Copy the listing below, substituting "outline" for every "mark" and keeping everything else the same. Leave the pictures out.

▶ _INPUT FOR THIS TASK_:
════════════════════

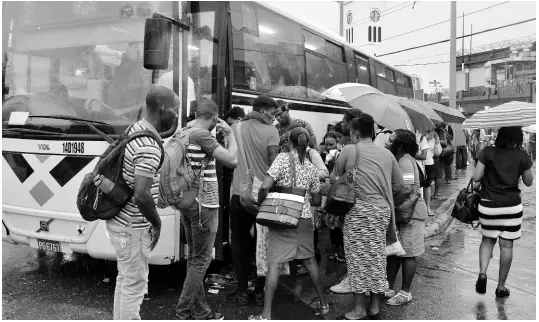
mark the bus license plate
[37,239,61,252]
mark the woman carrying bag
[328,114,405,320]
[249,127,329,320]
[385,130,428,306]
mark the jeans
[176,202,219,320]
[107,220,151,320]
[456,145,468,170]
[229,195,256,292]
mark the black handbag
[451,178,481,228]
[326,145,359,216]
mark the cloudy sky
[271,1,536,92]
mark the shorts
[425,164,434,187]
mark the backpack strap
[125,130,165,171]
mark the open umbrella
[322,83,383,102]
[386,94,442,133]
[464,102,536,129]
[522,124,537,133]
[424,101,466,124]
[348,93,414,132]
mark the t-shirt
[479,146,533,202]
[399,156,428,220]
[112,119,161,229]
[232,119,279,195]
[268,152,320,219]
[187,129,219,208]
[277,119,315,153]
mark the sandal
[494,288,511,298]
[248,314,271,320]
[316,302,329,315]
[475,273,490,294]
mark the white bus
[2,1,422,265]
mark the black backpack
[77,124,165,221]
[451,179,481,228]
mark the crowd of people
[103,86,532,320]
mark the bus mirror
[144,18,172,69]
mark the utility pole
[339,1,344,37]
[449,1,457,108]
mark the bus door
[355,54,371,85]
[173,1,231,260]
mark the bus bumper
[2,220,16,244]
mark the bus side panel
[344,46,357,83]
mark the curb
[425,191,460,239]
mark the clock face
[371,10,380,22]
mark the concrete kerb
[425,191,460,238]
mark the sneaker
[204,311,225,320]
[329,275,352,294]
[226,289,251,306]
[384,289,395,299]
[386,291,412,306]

════════════════════

▶ _RESULT_:
outline the bus license plate
[37,239,61,252]
outline the woman carrying bag
[328,114,405,320]
[249,127,329,320]
[385,130,428,306]
outline the jeans
[176,202,219,320]
[107,220,151,320]
[456,145,468,170]
[229,195,256,292]
outline the black handbag
[451,178,481,228]
[326,145,359,216]
outline the cloudy sky
[271,1,536,92]
outline the shorts
[425,164,434,187]
outline the backpack strap
[125,130,165,171]
outline the open umbrella
[322,83,383,102]
[386,94,442,133]
[464,102,536,129]
[522,124,537,133]
[424,101,466,124]
[348,93,414,132]
outline the t-shirt
[479,146,533,202]
[399,156,428,220]
[112,119,161,229]
[232,119,279,195]
[268,152,320,219]
[187,129,219,208]
[277,119,315,153]
outline the sandal
[494,288,511,298]
[248,314,271,320]
[316,302,329,315]
[475,273,490,294]
outline the white bus
[2,1,422,265]
outline the black backpack
[77,124,165,221]
[451,179,481,228]
outline the crowd of people
[103,86,532,320]
outline the bus mirror
[144,18,172,69]
outline the utility pole
[339,1,344,37]
[449,1,457,108]
outline the bus door
[355,54,371,85]
[173,1,231,260]
outline the bus bumper
[2,220,16,244]
outline the bus side panel
[344,46,357,83]
outline the curb
[425,191,460,239]
outline the clock face
[371,10,380,22]
outline the concrete kerb
[425,191,460,238]
outline the sneaker
[204,311,225,320]
[329,275,352,294]
[226,289,251,306]
[384,289,395,299]
[386,291,412,306]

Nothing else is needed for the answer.